• [Records]:
#####
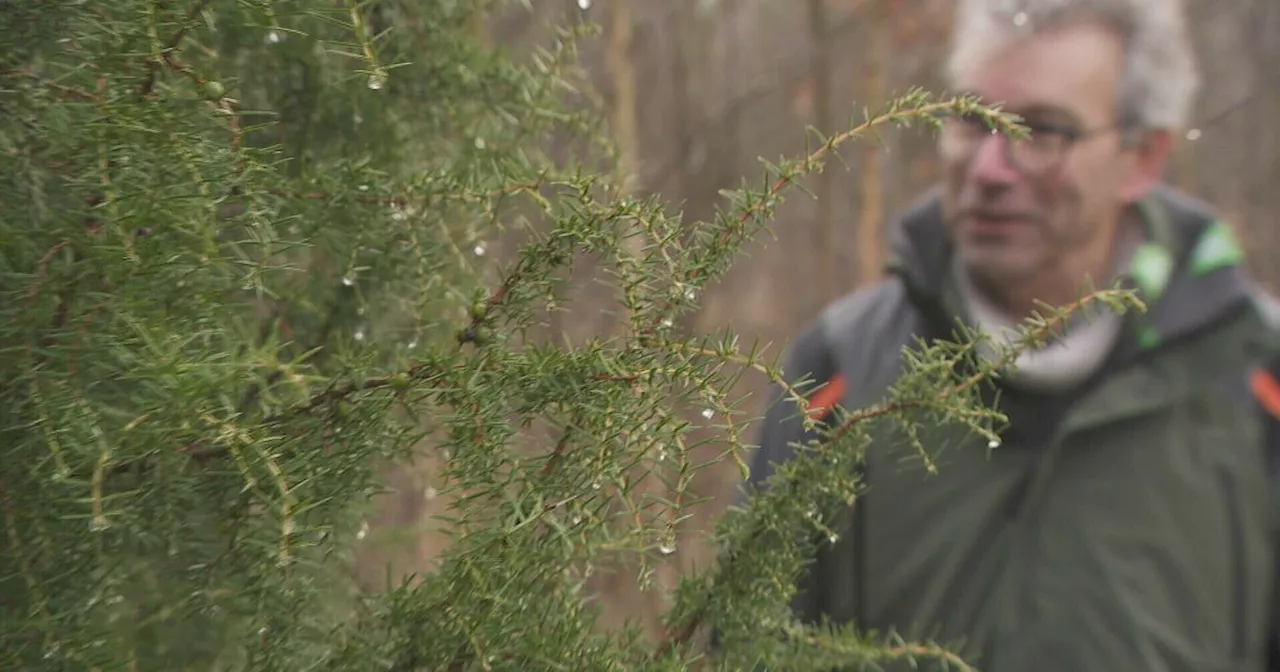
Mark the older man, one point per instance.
(1125, 521)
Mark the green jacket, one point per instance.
(1127, 526)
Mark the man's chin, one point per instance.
(995, 229)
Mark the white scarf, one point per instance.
(1064, 361)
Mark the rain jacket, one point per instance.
(1125, 526)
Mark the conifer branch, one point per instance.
(167, 51)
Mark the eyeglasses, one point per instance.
(1042, 149)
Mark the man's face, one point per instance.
(1016, 225)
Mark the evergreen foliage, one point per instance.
(241, 248)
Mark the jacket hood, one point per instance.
(1188, 270)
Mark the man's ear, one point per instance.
(1150, 156)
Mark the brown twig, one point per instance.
(149, 81)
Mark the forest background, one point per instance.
(700, 91)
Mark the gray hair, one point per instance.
(1160, 72)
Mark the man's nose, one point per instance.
(991, 161)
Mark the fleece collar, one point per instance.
(1187, 270)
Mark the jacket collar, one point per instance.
(1187, 272)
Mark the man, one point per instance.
(1124, 521)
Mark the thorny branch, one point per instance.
(149, 82)
(1050, 325)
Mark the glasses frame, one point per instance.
(1052, 141)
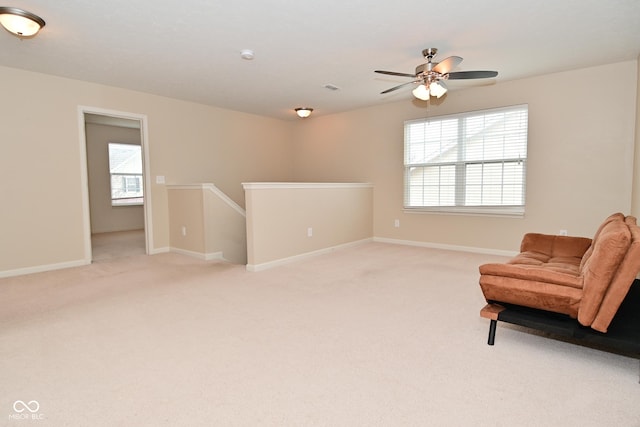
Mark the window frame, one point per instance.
(124, 177)
(460, 186)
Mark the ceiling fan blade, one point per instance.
(398, 87)
(447, 64)
(463, 75)
(393, 73)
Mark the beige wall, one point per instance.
(581, 151)
(580, 163)
(40, 167)
(635, 208)
(279, 216)
(186, 220)
(205, 223)
(105, 217)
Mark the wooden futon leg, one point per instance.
(491, 311)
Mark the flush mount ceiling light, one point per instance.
(427, 89)
(20, 22)
(303, 112)
(247, 54)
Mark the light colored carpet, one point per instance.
(373, 335)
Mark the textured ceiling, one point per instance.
(191, 49)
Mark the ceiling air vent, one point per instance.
(331, 87)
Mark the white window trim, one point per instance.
(517, 211)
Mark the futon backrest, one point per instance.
(624, 277)
(608, 249)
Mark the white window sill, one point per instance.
(510, 212)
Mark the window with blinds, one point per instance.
(470, 162)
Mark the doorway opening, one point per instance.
(116, 184)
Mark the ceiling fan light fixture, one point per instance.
(20, 22)
(303, 112)
(437, 89)
(421, 92)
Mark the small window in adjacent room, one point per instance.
(125, 168)
(471, 162)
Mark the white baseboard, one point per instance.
(43, 268)
(199, 255)
(288, 260)
(446, 247)
(157, 251)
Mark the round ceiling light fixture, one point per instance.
(20, 22)
(247, 54)
(303, 111)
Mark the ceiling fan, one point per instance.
(431, 75)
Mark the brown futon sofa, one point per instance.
(585, 279)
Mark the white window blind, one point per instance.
(125, 169)
(468, 162)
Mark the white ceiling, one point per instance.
(190, 49)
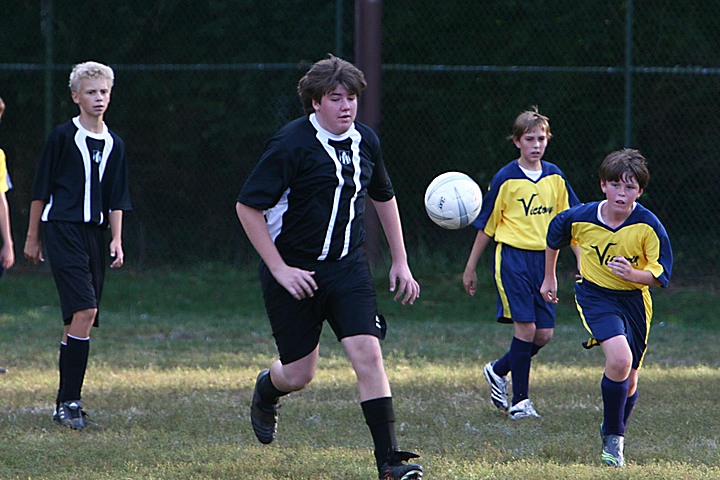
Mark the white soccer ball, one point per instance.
(453, 200)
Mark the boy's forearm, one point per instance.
(551, 256)
(36, 208)
(479, 245)
(5, 232)
(389, 216)
(115, 219)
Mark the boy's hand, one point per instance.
(117, 253)
(33, 250)
(7, 256)
(403, 283)
(298, 282)
(548, 290)
(470, 282)
(621, 267)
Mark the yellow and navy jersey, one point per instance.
(517, 210)
(641, 239)
(312, 187)
(5, 184)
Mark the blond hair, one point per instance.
(86, 70)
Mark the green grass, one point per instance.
(173, 365)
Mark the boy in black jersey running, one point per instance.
(80, 189)
(303, 210)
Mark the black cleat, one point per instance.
(394, 469)
(263, 415)
(70, 414)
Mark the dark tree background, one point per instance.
(200, 86)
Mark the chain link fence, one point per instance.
(200, 86)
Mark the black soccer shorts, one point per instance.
(346, 298)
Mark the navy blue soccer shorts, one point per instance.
(608, 313)
(518, 277)
(346, 298)
(75, 251)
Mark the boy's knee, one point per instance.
(298, 381)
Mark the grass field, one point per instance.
(173, 365)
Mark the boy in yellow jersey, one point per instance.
(7, 253)
(624, 250)
(523, 197)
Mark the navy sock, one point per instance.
(267, 391)
(614, 399)
(73, 369)
(501, 366)
(520, 354)
(380, 417)
(629, 405)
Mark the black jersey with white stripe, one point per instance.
(82, 175)
(312, 185)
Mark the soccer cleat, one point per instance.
(613, 446)
(394, 469)
(263, 415)
(498, 387)
(523, 409)
(70, 414)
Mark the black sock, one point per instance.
(73, 369)
(61, 360)
(380, 417)
(267, 391)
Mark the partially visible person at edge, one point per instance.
(7, 252)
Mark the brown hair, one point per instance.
(324, 76)
(623, 164)
(529, 120)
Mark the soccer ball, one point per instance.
(453, 200)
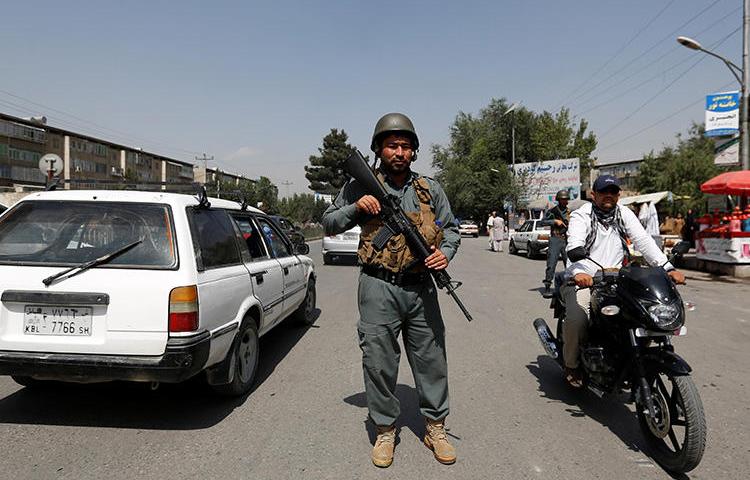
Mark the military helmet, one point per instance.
(562, 195)
(392, 123)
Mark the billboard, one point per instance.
(542, 180)
(722, 114)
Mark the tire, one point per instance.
(684, 406)
(305, 313)
(245, 353)
(28, 382)
(558, 338)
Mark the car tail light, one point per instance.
(183, 309)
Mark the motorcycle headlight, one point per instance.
(665, 316)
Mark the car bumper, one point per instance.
(539, 246)
(339, 247)
(184, 357)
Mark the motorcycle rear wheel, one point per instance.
(677, 437)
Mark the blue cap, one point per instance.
(605, 181)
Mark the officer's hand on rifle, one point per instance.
(436, 261)
(368, 204)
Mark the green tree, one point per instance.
(326, 172)
(680, 169)
(473, 166)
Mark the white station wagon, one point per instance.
(143, 286)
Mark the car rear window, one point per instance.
(215, 238)
(73, 232)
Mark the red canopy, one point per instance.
(729, 183)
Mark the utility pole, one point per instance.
(745, 135)
(205, 160)
(286, 183)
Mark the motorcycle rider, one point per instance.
(600, 229)
(557, 218)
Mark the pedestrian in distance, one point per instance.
(497, 231)
(395, 295)
(557, 219)
(490, 223)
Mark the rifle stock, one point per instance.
(398, 223)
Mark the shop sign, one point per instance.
(722, 114)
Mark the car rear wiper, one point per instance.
(90, 264)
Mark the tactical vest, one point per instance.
(396, 256)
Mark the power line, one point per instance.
(99, 127)
(660, 74)
(691, 104)
(650, 49)
(612, 57)
(630, 115)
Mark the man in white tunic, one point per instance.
(489, 228)
(498, 230)
(600, 230)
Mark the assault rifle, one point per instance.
(396, 222)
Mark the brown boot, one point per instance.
(382, 452)
(436, 440)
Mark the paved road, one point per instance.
(512, 416)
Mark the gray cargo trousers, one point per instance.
(386, 311)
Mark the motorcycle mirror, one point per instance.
(681, 248)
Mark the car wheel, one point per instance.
(245, 353)
(29, 382)
(305, 313)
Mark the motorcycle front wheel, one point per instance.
(677, 435)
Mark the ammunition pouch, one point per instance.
(395, 255)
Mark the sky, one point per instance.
(257, 84)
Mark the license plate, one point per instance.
(53, 320)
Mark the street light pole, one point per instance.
(744, 80)
(512, 110)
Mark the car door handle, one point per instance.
(259, 276)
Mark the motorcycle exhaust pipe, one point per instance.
(546, 338)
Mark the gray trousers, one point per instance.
(575, 325)
(556, 249)
(385, 312)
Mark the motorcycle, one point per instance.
(635, 312)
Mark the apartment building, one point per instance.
(88, 162)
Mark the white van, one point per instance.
(143, 286)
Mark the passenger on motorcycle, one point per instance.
(601, 229)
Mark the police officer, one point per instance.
(557, 218)
(396, 293)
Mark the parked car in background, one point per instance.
(468, 227)
(293, 233)
(531, 237)
(144, 286)
(342, 246)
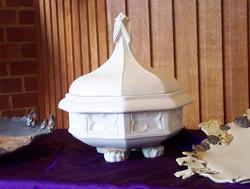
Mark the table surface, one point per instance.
(61, 161)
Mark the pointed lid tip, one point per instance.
(121, 75)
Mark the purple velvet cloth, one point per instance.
(61, 161)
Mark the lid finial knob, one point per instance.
(120, 29)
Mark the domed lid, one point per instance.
(121, 75)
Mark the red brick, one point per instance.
(25, 100)
(29, 50)
(12, 113)
(23, 67)
(10, 85)
(21, 33)
(9, 51)
(7, 17)
(3, 69)
(31, 83)
(4, 102)
(18, 3)
(1, 34)
(26, 17)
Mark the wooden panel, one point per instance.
(43, 61)
(84, 36)
(69, 41)
(63, 60)
(114, 7)
(138, 12)
(162, 35)
(93, 35)
(235, 57)
(50, 63)
(201, 42)
(187, 56)
(211, 65)
(76, 38)
(39, 47)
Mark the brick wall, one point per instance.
(18, 58)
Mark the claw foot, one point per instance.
(116, 155)
(153, 152)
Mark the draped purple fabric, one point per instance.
(61, 161)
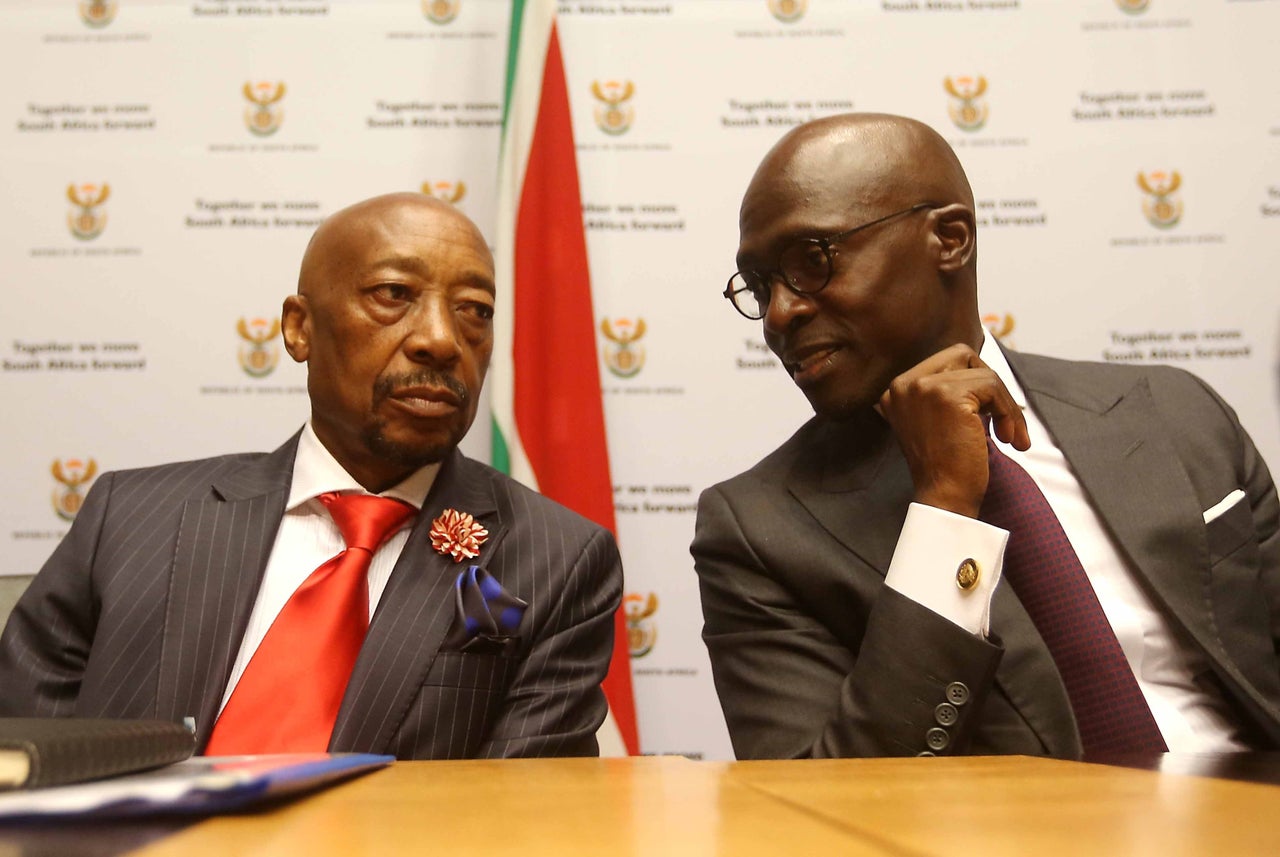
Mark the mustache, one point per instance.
(385, 385)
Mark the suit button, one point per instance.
(968, 574)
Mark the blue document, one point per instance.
(199, 786)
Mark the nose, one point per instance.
(433, 337)
(786, 308)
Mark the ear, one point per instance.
(956, 234)
(296, 328)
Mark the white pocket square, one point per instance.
(1223, 505)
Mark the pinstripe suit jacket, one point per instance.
(141, 609)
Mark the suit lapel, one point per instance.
(222, 551)
(414, 614)
(1114, 440)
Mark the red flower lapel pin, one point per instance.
(456, 534)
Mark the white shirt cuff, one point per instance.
(931, 549)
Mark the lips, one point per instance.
(807, 363)
(426, 400)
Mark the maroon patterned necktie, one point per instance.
(1047, 577)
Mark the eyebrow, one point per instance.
(781, 243)
(415, 265)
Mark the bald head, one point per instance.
(886, 202)
(393, 317)
(867, 161)
(378, 218)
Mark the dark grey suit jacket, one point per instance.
(141, 609)
(814, 656)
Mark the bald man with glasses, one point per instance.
(969, 550)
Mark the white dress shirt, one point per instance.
(1173, 674)
(309, 537)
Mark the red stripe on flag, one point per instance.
(558, 411)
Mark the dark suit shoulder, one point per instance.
(196, 468)
(1175, 392)
(1102, 381)
(818, 449)
(520, 500)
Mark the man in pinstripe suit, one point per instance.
(170, 576)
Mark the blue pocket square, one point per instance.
(485, 612)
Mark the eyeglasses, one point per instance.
(804, 266)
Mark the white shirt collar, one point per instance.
(995, 358)
(316, 471)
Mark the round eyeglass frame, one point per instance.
(731, 292)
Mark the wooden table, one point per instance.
(673, 806)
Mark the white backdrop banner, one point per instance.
(165, 163)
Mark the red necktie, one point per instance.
(1047, 577)
(288, 696)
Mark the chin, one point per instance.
(416, 452)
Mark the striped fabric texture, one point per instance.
(141, 609)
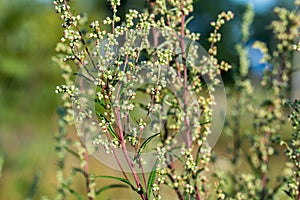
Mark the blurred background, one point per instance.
(29, 30)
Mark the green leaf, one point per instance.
(110, 187)
(109, 127)
(142, 147)
(151, 179)
(73, 192)
(72, 152)
(188, 20)
(117, 178)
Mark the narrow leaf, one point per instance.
(142, 147)
(117, 178)
(73, 192)
(109, 127)
(110, 187)
(151, 179)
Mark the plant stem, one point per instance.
(87, 174)
(186, 120)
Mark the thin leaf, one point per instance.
(109, 127)
(188, 20)
(73, 192)
(117, 178)
(151, 179)
(110, 187)
(72, 152)
(142, 147)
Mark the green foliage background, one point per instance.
(29, 31)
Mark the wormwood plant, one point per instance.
(141, 97)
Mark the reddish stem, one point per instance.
(186, 120)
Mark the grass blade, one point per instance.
(151, 179)
(117, 178)
(142, 147)
(110, 187)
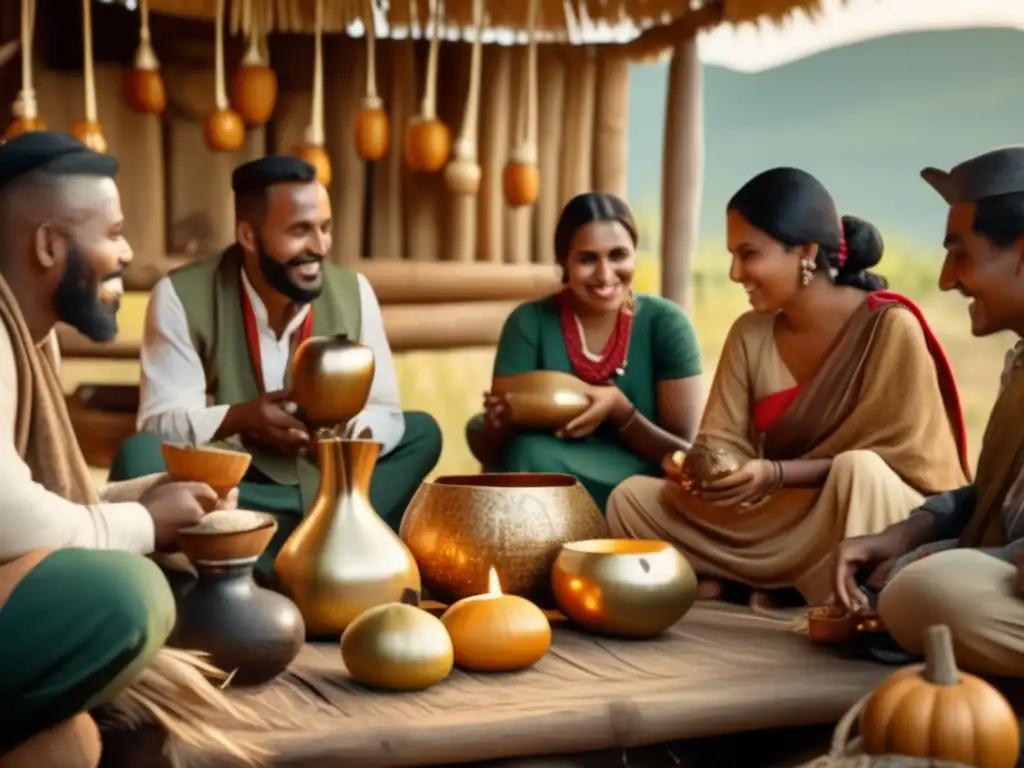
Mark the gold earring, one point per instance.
(807, 268)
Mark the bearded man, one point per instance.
(954, 560)
(82, 613)
(219, 338)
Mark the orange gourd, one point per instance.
(373, 132)
(90, 133)
(521, 182)
(142, 86)
(224, 130)
(427, 144)
(934, 711)
(496, 632)
(521, 179)
(316, 157)
(255, 88)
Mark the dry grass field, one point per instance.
(451, 385)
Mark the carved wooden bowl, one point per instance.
(218, 468)
(543, 399)
(458, 527)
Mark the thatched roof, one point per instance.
(577, 20)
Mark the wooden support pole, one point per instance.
(682, 171)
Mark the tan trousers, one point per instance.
(971, 592)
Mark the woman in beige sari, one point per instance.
(833, 396)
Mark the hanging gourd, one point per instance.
(311, 150)
(89, 131)
(142, 88)
(428, 141)
(255, 83)
(462, 174)
(521, 178)
(937, 712)
(223, 130)
(373, 133)
(25, 109)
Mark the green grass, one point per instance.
(451, 385)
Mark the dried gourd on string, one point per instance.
(373, 130)
(26, 109)
(223, 129)
(142, 87)
(312, 150)
(89, 131)
(427, 141)
(255, 91)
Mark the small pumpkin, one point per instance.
(255, 87)
(397, 646)
(224, 130)
(90, 133)
(496, 632)
(934, 711)
(316, 157)
(706, 463)
(24, 125)
(521, 182)
(427, 144)
(373, 130)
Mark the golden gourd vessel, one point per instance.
(459, 527)
(624, 587)
(342, 559)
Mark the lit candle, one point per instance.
(495, 632)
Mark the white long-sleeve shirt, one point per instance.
(173, 400)
(32, 517)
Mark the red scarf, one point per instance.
(252, 336)
(612, 356)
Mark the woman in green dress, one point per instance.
(644, 383)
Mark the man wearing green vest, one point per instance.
(219, 337)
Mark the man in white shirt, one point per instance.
(218, 343)
(79, 620)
#####
• [TASK TO CARRY OUT]:
Present the lines of the Records, from the start up to and including the line containing "(1016, 225)", as a Markdown table with the columns No. and Text, omitting blank lines and leaving out the pictures.

• [RESULT OF THE EXERCISE]:
| No. | Text |
|---|---|
| 1 | Mark the older man, one point per instance. |
| 2 | (1125, 521) |
| 3 | Mark the green jacket, one point per instance. |
| 4 | (1127, 526) |
| 5 | Mark the man's chin, one point per instance. |
| 6 | (995, 229) |
| 7 | Mark the white scarf, one point per instance. |
| 8 | (1064, 361) |
| 9 | Mark the rain jacket, one point per instance. |
| 10 | (1125, 526) |
| 11 | Mark the conifer branch, one point per instance. |
| 12 | (167, 51) |
| 13 | Mark the eyeglasses, one point per instance. |
| 14 | (1042, 149) |
| 15 | Mark the man's face, one point per instance. |
| 16 | (1016, 225) |